- [Text block]
# # # # #
Table 4. Table of observed frequencies and expected frequencies, Chi-square test for independence.
Table of Observed, Expected, and O-E Frequencies |
---|
Intervention | Outcome | Observed Frequency | Expected Frequency | O – E |
Pamphlet | Recycles | 46 | 39.76 | 6.24 |
Does Not Recycle | 18 | 16.24 | 1.76 |
Phone Call | Recycles | 47 | 54.67 | -7.67 |
Does Not Recycle | 19 | 22.33 | -3.33 |
Control | Recycles | 49 | 47.57 | 1.43 |
Does Not Recycle | 21 | 19.43 | 1.57 |
Decimals in this table are rounded to \(2\) digits.
Step \(3\): Square the Results from Step \(2\)
Add a new column to your table called “(O – E)2”. In this column, put the result of squaring the results from the previous column.
Table 5. Table of observed frequencies and expected frequencies, Chi-square test for independence.
Table of Observed, Expected, O-E, and (O-E)2 Frequencies |
---|
Intervention | Outcome | Observed Frequency | Expected Frequency | O – E | (O – E)2 |
Pamphlet | Recycles | 46 | 39.76 | 6.24 | 38.94 |
Does Not Recycle | 18 | 16.24 | 1.76 | 3.10 |
Phone Call | Recycles | 47 | 54.67 | -7.67 | 58.83 |
Does Not Recycle | 19 | 22.33 | -3.33 | 11.09 |
Control | Recycles | 49 | 47.57 | 1.43 | 2.04 |
Does Not Recycle | 21 | 19.43 | 1.57 | 2.46 |
Decimals in this table are rounded to \(2\) digits.
# # # # #
- [Tasks]
(1) In the chi-square worked example, to how many digits are the decimals in the tables rounded?
(2) Pick up the chi-square worked example after its final line and keep writing.

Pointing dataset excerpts
# # # # #
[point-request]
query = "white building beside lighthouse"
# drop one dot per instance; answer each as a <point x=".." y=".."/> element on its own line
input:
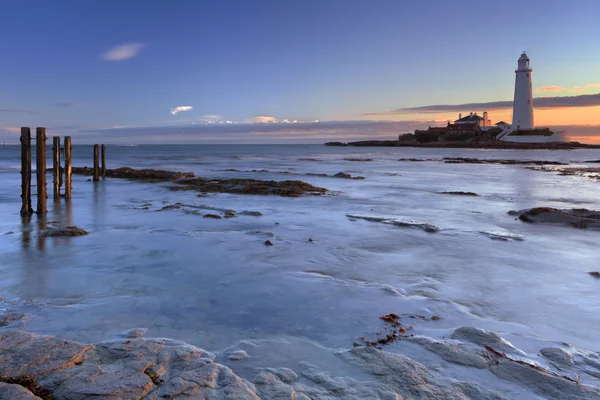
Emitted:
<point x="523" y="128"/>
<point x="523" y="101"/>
# # # # #
- [Responses in order]
(1) Two digits.

(2)
Step \(4\): Divide the Results from Step \(3\) by the Expected Frequencies
Add a new column to your table called “(O – E)2”/E. In this column, put the result of dividing the results from the previous column by their expected frequencies.
Table 6. Table of observed frequencies and expected frequencies, Chi-square test for independence.
Table of Observed, Expected, O-E, (O-E)2, and (O-E)2/E Frequencies |
---|
Intervention | Outcome | Observed Frequency | Expected Frequency | O – E | (O – E)2 | (O – E)2/E |
Pamphlet | Recycles | 46 | 39.76 | 6.24 | 38.94 | 0.98 |
Does Not Recycle | 18 | 16.24 | 1.76 | 3.10 | 0.19 |
Phone Call | Recycles | 47 | 54.67 | -7.67 | 58.83 | 1.08 |
Does Not Recycle | 19 | 22.33 | -3.33 | 11.09 | 0.50 |
Control | Recycles | 49 | 47.57 | 1.43 | 2.04 | 0.04 |
Does Not Recycle | 21 | 19.43 | 1.57 | 2.46 | 0.13 |
Decimals in this table are rounded to \(2\) digits.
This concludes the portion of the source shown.